Ступив на перрон Лионского вокзала, Сандро насчет своего местопребывания не колебался. Шоферу такси был сразу же назван адрес: отель «Ритц». Самый дорогой и изысканный отель мира, с которым Великого князя связывало столько воспоминаний. Правда, отсутствие средств делало это предприятие более чем рискованным, но Сандро верил в судьбу и был уверен, что все как-то образуется. И действительно, перед самым отелем он встретил… свою давнюю приятельницу, известную парижскую кокотку.
Вслед за первой удачей случилась и вторая: менеджер отеля вспомнил некогда богатого постояльца и, несмотря на его нынешний довольно затрапезный вид, все-таки предоставил номер, но далеко не из числа первоклассных.
«Мне пришлось довольствоваться тем, что нашлось, – каморкой, расположение которой позволяло жильцу вести точный учет вылетающих пробок шампанского в ресторане этажом ниже».
Внук Николая I и такому «благодеянию» был рад. Дальше потекли дни, месяцы и годы бесприютного беженства. Второразрядные отели, жалкие меблированные номера, особняки финансовых воротил, дворцы европейской аристократии.

> _Ваше задание_
Повторите дословно фрагмент текста о Великом князе в отеле «Ритц» от слов «Ступив на перрон» до слов «известную парижскую кокотку.».

> _Извлеченный материал_
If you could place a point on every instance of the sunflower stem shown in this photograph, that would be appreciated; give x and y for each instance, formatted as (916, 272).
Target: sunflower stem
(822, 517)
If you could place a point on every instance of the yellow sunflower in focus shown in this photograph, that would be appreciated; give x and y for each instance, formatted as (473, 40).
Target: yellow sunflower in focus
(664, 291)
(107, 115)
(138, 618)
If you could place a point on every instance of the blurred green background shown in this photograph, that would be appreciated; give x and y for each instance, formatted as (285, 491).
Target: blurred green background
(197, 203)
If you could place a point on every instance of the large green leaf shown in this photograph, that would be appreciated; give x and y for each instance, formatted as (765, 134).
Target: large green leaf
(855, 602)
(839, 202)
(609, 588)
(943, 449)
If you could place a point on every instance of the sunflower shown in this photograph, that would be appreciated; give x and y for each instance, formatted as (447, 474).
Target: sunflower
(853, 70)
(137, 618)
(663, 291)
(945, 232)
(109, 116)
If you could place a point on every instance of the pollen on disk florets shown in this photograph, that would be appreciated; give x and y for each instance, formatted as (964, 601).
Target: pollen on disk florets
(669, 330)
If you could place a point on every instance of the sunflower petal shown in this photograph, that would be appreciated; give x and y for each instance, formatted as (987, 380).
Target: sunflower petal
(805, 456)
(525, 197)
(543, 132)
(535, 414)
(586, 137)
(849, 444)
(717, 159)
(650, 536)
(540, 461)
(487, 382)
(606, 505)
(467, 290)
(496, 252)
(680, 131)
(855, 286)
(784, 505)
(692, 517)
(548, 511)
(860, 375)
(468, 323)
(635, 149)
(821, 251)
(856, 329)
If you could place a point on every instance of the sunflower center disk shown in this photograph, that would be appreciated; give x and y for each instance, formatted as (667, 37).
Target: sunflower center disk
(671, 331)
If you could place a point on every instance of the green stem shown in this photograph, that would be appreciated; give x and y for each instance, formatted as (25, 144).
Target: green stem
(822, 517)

* * *

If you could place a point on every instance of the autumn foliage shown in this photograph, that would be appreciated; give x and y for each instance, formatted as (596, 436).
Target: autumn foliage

> _Выполненное упражнение_
Ступив на перрон Лионского вокзала, Сандро насчет своего местопребывания не колебался. Шоферу такси был сразу же назван адрес: отель «Ритц». Самый дорогой и изысканный отель мира, с которым Великого князя связывало столько воспоминаний. Правда, отсутствие средств делало это предприятие более чем рискованным, но Сандро верил в судьбу и был уверен, что все как-то образуется. И действительно, перед самым отелем он встретил… свою давнюю приятельницу, известную парижскую кокотку.